- _Brief 1_: According to the article on the Cloud Security Notification Framework, which company is the biggest player in the cloud infrastructure market and is missing from the group?
- _Brief 2_: Copy the stretch of the article on the Cloud Security Notification Framework from "While they’ve pulled" through "what they’re doing." word for word.

Each of the big cloud platforms has its own methodology for passing on security information to logging and security platforms, leaving it to the vendors to find proprietary ways to translate that into a format that works for their tool. The Cloud Security Notification Framework (CSNF), a new working group that includes Microsoft, Google and IBM is trying to create a new open and standard way of delivering this information.

Nick Lippis, who is co-founder and co-chairman of ONUG, an open enterprise cloud community, which is the primary driver of CSNF, says that what they’ve created is part standard and part open source. “What we’ve been really focusing on is how do we automate governance on the cloud. And so security was the place that was ripe for that where we can actually provide some value right away for the community,” he said.

While they’ve pulled in some of the big cloud vendors, they’ve also got large companies who consume cloud services like FedEx, Pfizer and Goldman Sachs. Conspicuously missing from the group is AWS, the biggest player in the cloud infrastructure market by far. But Lippis says that he hopes, as the project matures, other companies including AWS will join.

“There’s lots of security programs and industry programs that get out there and that people are asking them to join, and so some companies want to wait to see how well this pans out [before making a commitment to it],” Lippis said. His hope is, that over time, Amazon will come around and join the group, but in the meantime they are working to get to the point where everyone in the community will feel good about what they’re doing.

The idea is to start with security alerts and find a way to build a common format to give companies the same kind of system they have in the data center to track security alerts in the cloud. The way they hope to do that is with this open dialogue between the cloud vendors and the companies involved with the group.

- _Record excerpts_:
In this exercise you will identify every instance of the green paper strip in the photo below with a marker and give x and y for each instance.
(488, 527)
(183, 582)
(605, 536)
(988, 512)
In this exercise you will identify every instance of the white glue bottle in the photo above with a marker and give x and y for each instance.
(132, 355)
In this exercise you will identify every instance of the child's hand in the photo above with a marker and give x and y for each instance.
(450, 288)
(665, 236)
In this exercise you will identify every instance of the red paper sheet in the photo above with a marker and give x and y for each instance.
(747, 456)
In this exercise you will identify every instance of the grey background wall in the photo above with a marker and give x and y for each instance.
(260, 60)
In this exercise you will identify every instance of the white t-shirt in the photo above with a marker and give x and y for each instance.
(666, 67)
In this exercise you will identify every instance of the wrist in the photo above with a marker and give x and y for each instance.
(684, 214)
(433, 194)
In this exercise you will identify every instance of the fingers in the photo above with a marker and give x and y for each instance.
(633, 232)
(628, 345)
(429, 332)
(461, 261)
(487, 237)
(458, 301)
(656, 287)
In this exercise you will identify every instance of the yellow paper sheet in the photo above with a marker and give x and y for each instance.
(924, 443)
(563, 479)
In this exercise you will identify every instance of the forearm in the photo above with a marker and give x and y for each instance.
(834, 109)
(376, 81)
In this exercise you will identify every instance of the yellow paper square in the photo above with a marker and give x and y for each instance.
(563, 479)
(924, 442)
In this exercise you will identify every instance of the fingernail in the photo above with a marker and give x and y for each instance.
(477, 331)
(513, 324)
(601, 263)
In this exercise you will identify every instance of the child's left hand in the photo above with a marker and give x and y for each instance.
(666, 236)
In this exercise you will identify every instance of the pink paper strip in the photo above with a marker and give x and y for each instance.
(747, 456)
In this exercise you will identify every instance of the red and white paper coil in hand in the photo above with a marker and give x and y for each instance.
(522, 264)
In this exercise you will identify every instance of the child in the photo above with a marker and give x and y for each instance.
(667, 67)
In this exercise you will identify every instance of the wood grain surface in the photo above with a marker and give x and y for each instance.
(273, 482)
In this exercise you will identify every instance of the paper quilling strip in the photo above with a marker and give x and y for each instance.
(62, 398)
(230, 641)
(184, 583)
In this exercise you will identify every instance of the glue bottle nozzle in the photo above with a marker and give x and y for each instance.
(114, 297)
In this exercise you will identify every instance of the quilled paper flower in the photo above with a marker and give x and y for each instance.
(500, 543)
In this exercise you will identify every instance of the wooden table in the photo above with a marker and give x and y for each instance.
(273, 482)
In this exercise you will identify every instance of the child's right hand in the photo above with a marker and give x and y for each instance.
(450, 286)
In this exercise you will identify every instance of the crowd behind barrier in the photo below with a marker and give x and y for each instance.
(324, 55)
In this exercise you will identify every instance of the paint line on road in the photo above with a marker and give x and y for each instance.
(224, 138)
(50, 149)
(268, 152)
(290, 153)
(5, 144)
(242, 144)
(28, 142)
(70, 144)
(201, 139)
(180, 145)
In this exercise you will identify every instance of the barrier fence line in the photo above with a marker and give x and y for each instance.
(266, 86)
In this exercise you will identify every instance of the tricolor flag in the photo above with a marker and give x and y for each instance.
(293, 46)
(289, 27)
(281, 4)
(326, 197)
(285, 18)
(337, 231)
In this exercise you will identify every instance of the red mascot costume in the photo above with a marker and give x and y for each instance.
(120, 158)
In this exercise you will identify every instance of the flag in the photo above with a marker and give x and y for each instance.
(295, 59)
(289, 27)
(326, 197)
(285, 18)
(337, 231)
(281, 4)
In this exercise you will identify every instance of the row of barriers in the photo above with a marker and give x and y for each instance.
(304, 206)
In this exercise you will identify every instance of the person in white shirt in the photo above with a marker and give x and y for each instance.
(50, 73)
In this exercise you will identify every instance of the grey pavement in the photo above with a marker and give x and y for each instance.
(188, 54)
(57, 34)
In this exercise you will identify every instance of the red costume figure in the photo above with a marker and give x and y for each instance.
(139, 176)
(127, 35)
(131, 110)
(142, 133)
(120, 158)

- _Answer area 1_: AWS

- _Answer area 2_:
While they’ve pulled in some of the big cloud vendors, they’ve also got large companies who consume cloud services like FedEx, Pfizer and Goldman Sachs. Conspicuously missing from the group is AWS, the biggest player in the cloud infrastructure market by far. But Lippis says that he hopes, as the project matures, other companies including AWS will join.

“There’s lots of security programs and industry programs that get out there and that people are asking them to join, and so some companies want to wait to see how well this pans out [before making a commitment to it],” Lippis said. His hope is, that over time, Amazon will come around and join the group, but in the meantime they are working to get to the point where everyone in the community will feel good about what they’re doing.